ASSIGNED TASK :: Continue the biography of the Malaysian celebrity chef Chef Zam below from where it stops.

SELECTED EXTRACT ::
-*-*-
Dato’ Zamzani Abdul Wahab , (born 19 April 1970) popularly known as Chef Zam is a Malaysian celebrity chef.

Background and education
Chef Zam was born and raised in Kuala Terengganu where he practised cooking in the kitchen with his mother since the age of 7 years old. He has a Diploma in Chef Training from Universiti Teknologi Mara (UiTM) in 1993. After that, he worked as a chef in several hotels before pursuing an Associate of Science in Hotel-Restaurant Management and a Bachelor's Degree in Hotel-Restaurant/Institutional Management both from Johnson and Wales University, USA. Chef Zam worked in New York for three years upon graduation. Then he returned to Malaysia and worked at KDU College since 1998. In 2003, he won a scholarship to study for a master's degree in Hospitality Management from Thames Valley University, London. After two years there, Chef Zam returned to Malaysia and returned to teaching at KDU College.

Career

He served as Lecturer, Senior Lecturer before  being promoted as Head of Special Projects at the renowned KDU College's School of Hospitality, Tourism & Culinary Arts, Selangor, Malaysia from 1998-2010.  During his 12.5 years tenure at KDU College, Chef Zam had led, organized and conducted numerous culinary-related events with students under his care.
-*-*-
Region pointing data:
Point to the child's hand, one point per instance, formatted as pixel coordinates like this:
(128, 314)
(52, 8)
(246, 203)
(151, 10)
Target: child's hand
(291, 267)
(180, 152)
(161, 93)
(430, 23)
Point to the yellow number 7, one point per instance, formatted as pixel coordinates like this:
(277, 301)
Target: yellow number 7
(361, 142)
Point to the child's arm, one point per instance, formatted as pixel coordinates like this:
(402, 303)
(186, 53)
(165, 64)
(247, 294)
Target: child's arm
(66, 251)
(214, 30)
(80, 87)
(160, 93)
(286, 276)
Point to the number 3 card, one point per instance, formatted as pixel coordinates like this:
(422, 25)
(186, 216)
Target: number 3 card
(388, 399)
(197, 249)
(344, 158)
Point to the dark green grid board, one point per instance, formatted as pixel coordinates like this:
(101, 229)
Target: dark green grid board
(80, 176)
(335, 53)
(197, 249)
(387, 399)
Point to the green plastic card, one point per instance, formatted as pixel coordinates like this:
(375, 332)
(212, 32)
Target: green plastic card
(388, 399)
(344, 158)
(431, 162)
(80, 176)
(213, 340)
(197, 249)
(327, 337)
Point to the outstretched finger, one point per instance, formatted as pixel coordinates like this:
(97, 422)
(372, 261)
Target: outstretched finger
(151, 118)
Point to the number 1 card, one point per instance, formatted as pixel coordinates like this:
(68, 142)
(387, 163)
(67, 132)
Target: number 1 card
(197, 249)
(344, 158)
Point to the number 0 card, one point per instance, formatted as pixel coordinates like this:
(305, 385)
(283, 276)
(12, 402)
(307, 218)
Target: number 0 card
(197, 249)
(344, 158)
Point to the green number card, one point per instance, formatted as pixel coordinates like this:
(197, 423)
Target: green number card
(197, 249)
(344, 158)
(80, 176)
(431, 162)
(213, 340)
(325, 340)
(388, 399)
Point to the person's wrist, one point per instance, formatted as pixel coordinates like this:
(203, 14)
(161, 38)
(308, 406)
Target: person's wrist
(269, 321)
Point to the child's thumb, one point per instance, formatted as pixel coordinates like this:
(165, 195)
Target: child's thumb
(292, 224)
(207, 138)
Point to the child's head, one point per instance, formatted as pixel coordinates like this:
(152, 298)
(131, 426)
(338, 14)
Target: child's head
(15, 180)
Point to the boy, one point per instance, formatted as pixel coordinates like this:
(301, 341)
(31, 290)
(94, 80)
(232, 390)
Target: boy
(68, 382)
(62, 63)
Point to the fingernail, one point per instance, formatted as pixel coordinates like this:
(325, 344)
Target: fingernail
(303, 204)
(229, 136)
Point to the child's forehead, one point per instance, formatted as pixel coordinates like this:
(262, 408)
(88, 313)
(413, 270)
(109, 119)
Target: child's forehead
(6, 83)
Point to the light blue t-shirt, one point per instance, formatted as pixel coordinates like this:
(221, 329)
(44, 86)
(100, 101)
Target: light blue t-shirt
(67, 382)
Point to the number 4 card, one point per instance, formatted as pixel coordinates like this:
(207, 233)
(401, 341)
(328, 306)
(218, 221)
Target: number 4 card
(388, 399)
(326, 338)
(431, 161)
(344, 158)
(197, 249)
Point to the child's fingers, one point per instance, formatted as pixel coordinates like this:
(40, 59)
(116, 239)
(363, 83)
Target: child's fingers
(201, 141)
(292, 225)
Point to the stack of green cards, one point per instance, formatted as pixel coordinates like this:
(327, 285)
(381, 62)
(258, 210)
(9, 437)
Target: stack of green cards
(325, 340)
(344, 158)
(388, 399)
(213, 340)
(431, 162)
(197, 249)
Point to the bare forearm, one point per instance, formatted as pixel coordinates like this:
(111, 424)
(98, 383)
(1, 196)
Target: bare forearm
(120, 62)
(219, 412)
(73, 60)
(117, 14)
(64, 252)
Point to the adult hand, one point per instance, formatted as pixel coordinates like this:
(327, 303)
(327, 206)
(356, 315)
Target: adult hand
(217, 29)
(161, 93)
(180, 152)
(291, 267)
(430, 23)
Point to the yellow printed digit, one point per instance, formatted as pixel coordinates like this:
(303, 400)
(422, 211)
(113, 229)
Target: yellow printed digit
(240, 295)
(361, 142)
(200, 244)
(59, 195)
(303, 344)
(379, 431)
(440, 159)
-*-*-
RESPONSE ::
He appeared in multiple television productions such as Garam Gula, Citarasa Selebriti, Ole-ole Malaysia, Serimas...Selera Dunia, Aroma Selebriti, Chef Selebriti Realiti TV (Suria TV, Singapore), Sajian Ramadhan 2008, etc. As a prominent Celebrity Chef in Malaysia, Chef Zam had also served as the Brand Ambassador for Philips Malaysia, Heinz ABC, Harvey Norman (just to name a few) and currently attached to BOSCH Home Malaysia. Besides that, he is working with a myriad of well-known brands on special campaign basis.

An avid foodie, Chef Zam always strives to have a better control of his TV show contents. To materialize that, he began producing his own TV cookery shows for local TV stations i.e. RTM, TVOkey and the likes.  To date, he has successfully produced a total of 6 cooking series, two Telemovies and counting.

Honours
  :
  Knight Commander of the Order of the Crown of Terengganu (DPMT) – Dato' (2021)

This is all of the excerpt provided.